## Task prompt
Character for character, transcribe the entries below, minus the images.

[Records from a collection]
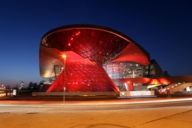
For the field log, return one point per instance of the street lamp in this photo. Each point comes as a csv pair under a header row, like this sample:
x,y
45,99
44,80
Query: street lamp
x,y
64,56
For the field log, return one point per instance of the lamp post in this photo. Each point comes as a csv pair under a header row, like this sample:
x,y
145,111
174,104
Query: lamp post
x,y
64,56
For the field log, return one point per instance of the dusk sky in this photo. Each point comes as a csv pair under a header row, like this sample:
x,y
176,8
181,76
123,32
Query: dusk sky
x,y
163,28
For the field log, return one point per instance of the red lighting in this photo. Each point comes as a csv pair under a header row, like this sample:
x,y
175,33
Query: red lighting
x,y
82,75
77,33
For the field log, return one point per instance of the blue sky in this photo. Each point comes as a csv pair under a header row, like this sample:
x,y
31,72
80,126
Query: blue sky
x,y
163,28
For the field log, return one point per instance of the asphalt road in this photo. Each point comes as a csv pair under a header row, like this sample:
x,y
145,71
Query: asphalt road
x,y
94,105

## Output for this task
For the field log, return one point per instance of the street lamp in this photo. Each point comes as a csv pair under a header row, like this sample:
x,y
45,99
44,80
Query: street lamp
x,y
64,56
For the field log, return one point per instance of the lamp post in this photo. Each point comes as a csv pair under a header row, like this sample:
x,y
145,111
174,104
Query: lamp post
x,y
64,56
For the field log, return one point per instance of the dusk sky in this photo. Each point comes as a csv pair under a header row, like this sample:
x,y
176,8
181,76
123,32
Query: dusk sky
x,y
163,28
For the field log, return one point per instance of the red lighting in this photo. Each point comes as a csv pair under a header row, like this sample:
x,y
175,33
Query: red lighting
x,y
82,75
77,33
For the field log, return one point per instance of the blue sky in this photo. Each point comes as a csv pair under a header row, like this sample:
x,y
31,72
80,126
Query: blue sky
x,y
163,28
For the field log, return one point per instance of the asphalt road in this photo. Each point comes as a csv pair under a header row, like this sample:
x,y
145,71
Query: asphalt road
x,y
94,105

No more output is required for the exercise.